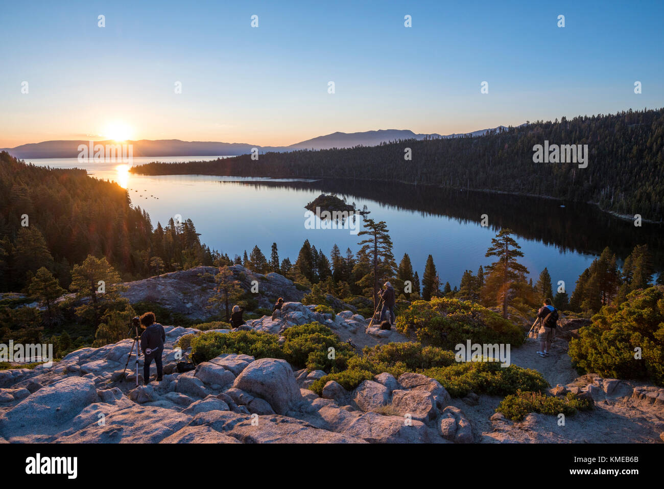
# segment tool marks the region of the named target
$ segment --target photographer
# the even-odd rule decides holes
[[[166,332],[163,326],[155,322],[153,312],[146,312],[141,316],[141,328],[145,330],[141,334],[141,349],[145,355],[143,364],[143,382],[147,385],[150,383],[150,364],[153,359],[157,365],[157,381],[161,381],[163,374],[161,355],[164,351]]]

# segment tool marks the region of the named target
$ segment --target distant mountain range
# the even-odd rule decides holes
[[[244,143],[222,143],[207,141],[181,141],[180,140],[139,140],[129,141],[133,145],[133,155],[138,156],[234,156],[250,153],[257,147],[261,153],[268,151],[289,151],[297,149],[329,149],[333,147],[353,147],[354,146],[376,146],[381,143],[399,140],[417,140],[460,138],[462,136],[483,136],[488,132],[505,128],[499,126],[492,129],[483,129],[467,134],[416,134],[407,130],[388,129],[365,132],[334,132],[327,136],[291,144],[290,146],[260,146]],[[78,155],[78,145],[88,145],[88,141],[44,141],[41,143],[22,144],[15,147],[5,147],[12,156],[21,159],[29,158],[73,158]],[[116,144],[115,141],[96,141],[96,144]]]

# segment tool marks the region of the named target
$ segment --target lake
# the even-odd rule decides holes
[[[216,157],[139,157],[152,161],[185,161]],[[593,258],[608,246],[621,259],[636,244],[647,244],[658,271],[664,268],[661,225],[636,227],[588,204],[489,193],[459,191],[400,183],[338,180],[297,180],[187,175],[151,176],[129,173],[114,163],[81,165],[76,158],[33,159],[35,165],[85,167],[90,176],[114,180],[126,188],[135,206],[145,209],[153,225],[179,215],[191,219],[201,241],[231,258],[250,252],[258,244],[269,258],[276,243],[280,259],[295,262],[305,239],[329,258],[337,243],[342,253],[357,251],[357,237],[349,229],[307,229],[304,206],[321,193],[334,193],[357,209],[367,205],[369,217],[384,221],[398,264],[404,252],[422,276],[427,256],[434,257],[442,283],[458,286],[465,269],[476,272],[497,231],[515,232],[524,257],[521,260],[533,282],[546,266],[554,289],[564,280],[568,293]],[[480,225],[488,216],[489,226]],[[555,292],[555,290],[554,290]]]

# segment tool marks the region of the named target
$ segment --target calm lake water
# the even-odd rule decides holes
[[[141,157],[133,158],[133,165],[216,157]],[[288,256],[294,262],[305,239],[328,258],[335,243],[342,253],[347,247],[357,251],[361,240],[349,229],[305,228],[305,205],[325,192],[345,197],[357,209],[366,205],[372,219],[387,223],[397,263],[408,252],[421,278],[431,254],[443,284],[449,281],[453,288],[465,269],[475,273],[479,265],[491,262],[485,253],[503,227],[515,232],[525,254],[521,262],[533,282],[546,266],[554,289],[558,280],[564,280],[568,293],[606,246],[622,260],[635,245],[647,243],[655,253],[658,271],[664,268],[661,225],[635,227],[590,205],[398,183],[141,175],[129,173],[127,165],[81,165],[76,158],[27,161],[51,167],[85,167],[90,176],[114,180],[129,191],[135,206],[147,211],[153,225],[163,225],[176,215],[191,219],[203,243],[231,258],[258,244],[269,258],[270,246],[276,243],[280,259]],[[488,215],[488,227],[480,225],[482,214]]]

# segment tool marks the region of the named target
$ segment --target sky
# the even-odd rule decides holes
[[[286,146],[664,106],[662,1],[1,1],[0,147]]]

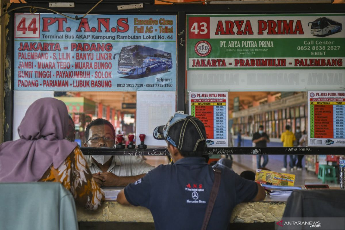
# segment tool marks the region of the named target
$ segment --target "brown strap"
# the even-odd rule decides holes
[[[211,194],[210,195],[210,199],[208,199],[208,203],[207,207],[206,208],[206,212],[205,216],[204,218],[204,221],[203,222],[203,226],[201,227],[201,230],[206,230],[208,224],[208,221],[211,217],[211,213],[213,209],[216,198],[217,198],[217,194],[218,194],[218,190],[219,190],[219,186],[220,184],[220,174],[221,171],[218,169],[213,169],[215,172],[215,181],[213,182],[213,186],[212,186],[212,190],[211,190]]]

◆ **DIRECTIVE**
Give back the entries verbatim. Do not include any picture.

◆ **COMPLETED TASK**
# segment tool marks the region of the named target
$ segment --target photographer
# the even-odd rule decides holes
[[[166,332],[163,326],[155,322],[153,312],[146,312],[141,316],[141,328],[145,330],[141,334],[141,349],[145,355],[143,364],[143,382],[147,385],[150,383],[150,364],[153,359],[157,365],[157,381],[161,381],[163,374],[161,355],[164,351]]]

# segment tool marks the region of the named target
$ segment --target distant mountain range
# the even-odd rule decides holes
[[[244,143],[222,143],[207,141],[181,141],[180,140],[139,140],[129,141],[133,145],[133,155],[138,156],[234,156],[250,153],[257,147],[261,153],[268,151],[289,151],[297,149],[329,149],[333,147],[353,147],[354,146],[376,146],[381,143],[399,140],[417,140],[460,138],[462,136],[483,136],[488,132],[505,128],[499,126],[492,129],[483,129],[467,134],[416,134],[407,130],[388,129],[365,132],[334,132],[327,136],[291,144],[290,146],[260,146]],[[78,155],[78,145],[88,145],[88,141],[44,141],[41,143],[22,144],[15,147],[5,147],[12,156],[21,159],[29,158],[73,158]],[[116,144],[115,141],[96,141],[96,144]]]

# segment tool marks the region of the named target
$ segment --target lake
# the even-odd rule decides holes
[[[216,157],[139,157],[152,161],[185,161]],[[593,258],[608,246],[621,259],[636,244],[647,244],[658,271],[664,268],[661,225],[636,227],[588,204],[489,193],[459,191],[400,183],[338,180],[297,180],[187,175],[151,176],[129,173],[114,163],[81,165],[76,158],[33,159],[35,165],[85,167],[90,176],[114,180],[126,188],[135,206],[145,209],[153,225],[179,215],[191,219],[201,241],[231,258],[250,252],[258,244],[269,258],[276,243],[280,259],[295,262],[305,239],[329,258],[337,243],[342,253],[357,251],[357,237],[349,229],[307,229],[304,206],[321,193],[334,193],[357,209],[367,205],[369,217],[384,221],[398,264],[404,252],[422,276],[427,256],[434,257],[442,283],[458,286],[465,269],[476,272],[497,231],[515,232],[524,257],[521,260],[533,282],[546,266],[554,289],[564,280],[568,293]],[[480,225],[488,216],[489,226]],[[555,292],[555,290],[554,290]]]

# segment tool marks the region of the named target
$ segment --target calm lake water
# the even-odd rule decides holes
[[[141,157],[133,158],[133,165],[216,157]],[[288,256],[294,262],[305,239],[328,258],[335,243],[342,253],[347,247],[357,251],[361,240],[349,229],[305,228],[305,205],[325,192],[345,197],[357,209],[366,205],[372,219],[387,223],[397,263],[408,252],[421,278],[431,254],[443,284],[449,281],[453,288],[465,269],[475,273],[479,265],[491,262],[485,253],[503,227],[515,232],[525,254],[521,262],[533,282],[546,266],[554,289],[558,280],[564,280],[568,293],[606,246],[622,260],[635,245],[647,243],[655,253],[658,271],[664,268],[661,225],[635,227],[590,205],[398,183],[141,175],[129,173],[127,165],[81,165],[76,158],[27,161],[51,167],[85,167],[90,176],[114,180],[129,191],[135,206],[147,211],[153,225],[163,225],[176,215],[191,219],[203,243],[231,258],[258,244],[269,258],[270,246],[276,243],[280,259]],[[488,215],[488,227],[480,225],[482,214]]]

# segment tool marks the region of the named target
$ segment --target sky
# the even-odd rule decides holes
[[[286,146],[664,106],[662,1],[1,1],[0,147]]]

# segment tool marks the region of the named target
$ segment --target "brown strap"
# the even-odd rule decides holes
[[[211,194],[210,195],[210,199],[208,199],[208,203],[207,207],[206,208],[206,212],[205,216],[204,218],[204,221],[203,222],[203,226],[201,227],[201,230],[206,230],[208,224],[208,221],[211,217],[211,213],[213,209],[216,198],[217,198],[217,194],[218,194],[218,190],[219,190],[219,186],[220,184],[220,174],[221,171],[218,169],[213,169],[215,172],[215,181],[213,182],[213,186],[212,186],[212,190],[211,190]]]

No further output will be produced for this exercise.